= Exercise requirements =
Copy out the entries from the line containing "Target: grey rock face" through the end of the entries, keeping every line. Scale each x and y coordinate in the answer points by 1.9, rounding to whole numbers with halves rounded up, and leave all other lines unchanged.

= Given records =
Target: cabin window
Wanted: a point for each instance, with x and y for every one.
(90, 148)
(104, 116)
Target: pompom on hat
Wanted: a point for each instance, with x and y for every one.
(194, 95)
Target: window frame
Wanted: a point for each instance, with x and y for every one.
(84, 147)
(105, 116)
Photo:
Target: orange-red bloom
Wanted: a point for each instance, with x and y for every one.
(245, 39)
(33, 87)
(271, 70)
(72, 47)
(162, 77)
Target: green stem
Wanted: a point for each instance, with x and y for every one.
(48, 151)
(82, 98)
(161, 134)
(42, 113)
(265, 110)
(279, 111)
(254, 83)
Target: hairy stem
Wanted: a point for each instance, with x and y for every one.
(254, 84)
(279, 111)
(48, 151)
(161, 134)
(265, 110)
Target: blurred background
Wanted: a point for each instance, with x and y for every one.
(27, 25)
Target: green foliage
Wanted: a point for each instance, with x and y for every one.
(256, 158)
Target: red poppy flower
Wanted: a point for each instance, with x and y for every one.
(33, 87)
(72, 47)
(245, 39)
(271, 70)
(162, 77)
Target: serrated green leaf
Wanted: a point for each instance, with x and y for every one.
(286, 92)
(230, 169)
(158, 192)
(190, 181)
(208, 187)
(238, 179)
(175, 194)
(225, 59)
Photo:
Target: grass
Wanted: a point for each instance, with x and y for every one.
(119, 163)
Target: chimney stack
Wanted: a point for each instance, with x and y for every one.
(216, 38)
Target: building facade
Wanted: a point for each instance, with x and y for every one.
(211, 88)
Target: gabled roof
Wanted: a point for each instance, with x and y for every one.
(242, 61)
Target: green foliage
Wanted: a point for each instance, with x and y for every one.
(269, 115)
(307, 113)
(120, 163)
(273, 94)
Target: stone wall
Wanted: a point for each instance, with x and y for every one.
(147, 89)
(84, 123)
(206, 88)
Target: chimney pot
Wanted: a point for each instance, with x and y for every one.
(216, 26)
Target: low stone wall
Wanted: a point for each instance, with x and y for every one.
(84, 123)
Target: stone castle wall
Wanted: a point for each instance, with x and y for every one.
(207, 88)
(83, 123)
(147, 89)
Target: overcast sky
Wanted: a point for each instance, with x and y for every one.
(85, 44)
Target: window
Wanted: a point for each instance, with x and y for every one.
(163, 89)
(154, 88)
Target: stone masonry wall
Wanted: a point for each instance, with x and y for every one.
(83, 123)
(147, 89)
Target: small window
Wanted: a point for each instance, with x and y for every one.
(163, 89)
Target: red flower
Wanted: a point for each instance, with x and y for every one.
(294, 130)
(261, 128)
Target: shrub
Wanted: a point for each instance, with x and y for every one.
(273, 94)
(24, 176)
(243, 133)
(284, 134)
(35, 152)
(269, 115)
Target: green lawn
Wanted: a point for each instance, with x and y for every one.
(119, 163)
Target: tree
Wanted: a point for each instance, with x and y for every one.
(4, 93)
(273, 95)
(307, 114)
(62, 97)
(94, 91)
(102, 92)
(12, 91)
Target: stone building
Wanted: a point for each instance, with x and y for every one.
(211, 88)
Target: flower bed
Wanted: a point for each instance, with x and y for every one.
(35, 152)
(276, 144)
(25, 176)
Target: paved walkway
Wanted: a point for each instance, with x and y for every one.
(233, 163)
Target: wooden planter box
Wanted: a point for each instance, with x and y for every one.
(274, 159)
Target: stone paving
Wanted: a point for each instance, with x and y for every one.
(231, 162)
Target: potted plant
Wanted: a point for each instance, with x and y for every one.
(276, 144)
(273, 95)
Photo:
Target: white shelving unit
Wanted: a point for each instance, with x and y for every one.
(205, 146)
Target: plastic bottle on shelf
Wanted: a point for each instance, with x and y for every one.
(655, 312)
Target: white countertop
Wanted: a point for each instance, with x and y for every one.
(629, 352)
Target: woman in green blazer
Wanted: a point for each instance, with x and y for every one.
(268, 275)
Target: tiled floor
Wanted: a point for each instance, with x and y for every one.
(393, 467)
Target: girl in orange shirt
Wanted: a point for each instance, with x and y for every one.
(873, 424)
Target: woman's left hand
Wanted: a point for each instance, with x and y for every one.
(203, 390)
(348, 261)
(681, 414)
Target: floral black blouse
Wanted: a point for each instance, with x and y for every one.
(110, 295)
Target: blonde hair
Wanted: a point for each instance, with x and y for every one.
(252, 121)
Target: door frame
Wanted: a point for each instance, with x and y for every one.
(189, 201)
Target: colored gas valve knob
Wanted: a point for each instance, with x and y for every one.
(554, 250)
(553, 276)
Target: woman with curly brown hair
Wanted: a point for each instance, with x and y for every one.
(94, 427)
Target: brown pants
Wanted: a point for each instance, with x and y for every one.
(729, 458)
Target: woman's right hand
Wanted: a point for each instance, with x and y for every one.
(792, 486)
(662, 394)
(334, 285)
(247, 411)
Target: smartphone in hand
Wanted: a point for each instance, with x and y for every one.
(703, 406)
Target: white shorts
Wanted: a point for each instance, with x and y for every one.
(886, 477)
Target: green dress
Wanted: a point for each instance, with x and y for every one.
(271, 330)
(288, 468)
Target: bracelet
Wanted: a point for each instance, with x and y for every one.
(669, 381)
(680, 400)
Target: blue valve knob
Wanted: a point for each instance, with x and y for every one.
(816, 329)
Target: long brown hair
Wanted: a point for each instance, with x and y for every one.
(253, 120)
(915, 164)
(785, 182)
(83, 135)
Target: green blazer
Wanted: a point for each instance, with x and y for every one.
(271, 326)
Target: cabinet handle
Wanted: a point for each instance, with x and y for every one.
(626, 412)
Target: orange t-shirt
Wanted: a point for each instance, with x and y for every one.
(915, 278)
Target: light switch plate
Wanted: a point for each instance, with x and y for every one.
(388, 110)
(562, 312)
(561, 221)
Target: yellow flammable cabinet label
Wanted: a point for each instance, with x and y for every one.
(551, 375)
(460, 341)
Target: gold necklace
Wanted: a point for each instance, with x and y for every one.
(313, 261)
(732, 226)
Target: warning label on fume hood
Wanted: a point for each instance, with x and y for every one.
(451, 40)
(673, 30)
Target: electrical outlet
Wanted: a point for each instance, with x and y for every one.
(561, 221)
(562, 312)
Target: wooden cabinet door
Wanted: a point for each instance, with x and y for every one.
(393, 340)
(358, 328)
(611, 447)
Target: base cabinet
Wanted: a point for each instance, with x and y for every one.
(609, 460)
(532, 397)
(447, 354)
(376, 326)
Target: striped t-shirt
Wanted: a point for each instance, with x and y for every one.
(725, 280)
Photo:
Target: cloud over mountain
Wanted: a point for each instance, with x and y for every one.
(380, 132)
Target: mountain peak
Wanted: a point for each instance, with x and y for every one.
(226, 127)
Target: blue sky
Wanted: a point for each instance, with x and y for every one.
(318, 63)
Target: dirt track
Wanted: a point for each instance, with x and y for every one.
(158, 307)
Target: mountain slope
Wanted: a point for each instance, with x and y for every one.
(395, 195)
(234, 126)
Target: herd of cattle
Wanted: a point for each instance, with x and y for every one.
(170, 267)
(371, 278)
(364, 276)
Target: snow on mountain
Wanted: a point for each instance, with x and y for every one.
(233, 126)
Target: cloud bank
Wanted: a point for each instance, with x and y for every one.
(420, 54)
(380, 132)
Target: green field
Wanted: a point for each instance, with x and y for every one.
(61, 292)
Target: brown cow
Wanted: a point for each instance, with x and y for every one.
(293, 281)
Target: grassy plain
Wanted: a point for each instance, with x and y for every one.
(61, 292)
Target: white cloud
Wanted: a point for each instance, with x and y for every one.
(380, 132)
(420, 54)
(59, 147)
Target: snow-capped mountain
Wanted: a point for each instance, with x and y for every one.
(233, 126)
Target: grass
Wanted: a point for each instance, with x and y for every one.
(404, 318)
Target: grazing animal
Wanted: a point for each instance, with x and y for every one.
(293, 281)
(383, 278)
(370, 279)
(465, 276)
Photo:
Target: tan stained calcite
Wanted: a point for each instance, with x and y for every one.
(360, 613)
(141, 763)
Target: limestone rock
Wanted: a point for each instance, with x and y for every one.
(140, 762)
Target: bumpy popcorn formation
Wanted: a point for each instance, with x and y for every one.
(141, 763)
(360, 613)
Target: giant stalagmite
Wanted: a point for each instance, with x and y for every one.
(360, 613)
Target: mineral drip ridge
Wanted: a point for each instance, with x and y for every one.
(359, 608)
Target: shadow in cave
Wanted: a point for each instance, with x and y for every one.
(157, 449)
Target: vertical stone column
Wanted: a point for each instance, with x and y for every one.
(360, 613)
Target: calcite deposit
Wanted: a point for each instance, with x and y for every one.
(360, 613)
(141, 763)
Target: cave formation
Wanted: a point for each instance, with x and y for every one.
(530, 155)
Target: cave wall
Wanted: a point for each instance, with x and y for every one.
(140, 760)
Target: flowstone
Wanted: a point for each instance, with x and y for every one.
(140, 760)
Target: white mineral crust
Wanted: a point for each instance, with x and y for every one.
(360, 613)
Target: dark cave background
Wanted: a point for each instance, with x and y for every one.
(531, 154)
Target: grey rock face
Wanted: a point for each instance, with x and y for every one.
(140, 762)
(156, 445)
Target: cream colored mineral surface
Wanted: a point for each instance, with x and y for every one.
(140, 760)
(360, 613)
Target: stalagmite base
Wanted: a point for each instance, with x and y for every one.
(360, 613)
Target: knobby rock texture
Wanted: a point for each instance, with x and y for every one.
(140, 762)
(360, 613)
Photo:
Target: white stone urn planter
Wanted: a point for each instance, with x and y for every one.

= Complete answer =
Target: grey rock face
Wanted: a point for each instance, with x and y for every one.
(266, 1448)
(296, 846)
Target: cream colored mineral surface
Wanted: a point for each instance, with x and y for every one.
(266, 1444)
(684, 1165)
Target: stalagmite base
Wanted: a point for each instance, with x and y for every one.
(684, 1165)
Target: knobby rock texture
Wanted: a point for each instance, with x and y for every one.
(266, 1448)
(684, 1165)
Photo:
Target: white stone urn planter
Wanted: a point for each instance, with x and y for every one.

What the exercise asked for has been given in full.